PROVIDED ENTRIES:
--- START ---

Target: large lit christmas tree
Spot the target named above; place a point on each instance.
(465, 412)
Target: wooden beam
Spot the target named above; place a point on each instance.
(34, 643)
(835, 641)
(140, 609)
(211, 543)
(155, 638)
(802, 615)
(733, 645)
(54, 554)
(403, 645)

--- END ---

Can you copy out the material above line for line, with no changes?

Target: large lit christmas tree
Spot the target named above; place a point on each instance.
(465, 412)
Target: wooden beam
Spot the target named above; place a point on each instance.
(34, 643)
(835, 641)
(140, 609)
(211, 543)
(155, 638)
(802, 615)
(733, 645)
(54, 554)
(403, 645)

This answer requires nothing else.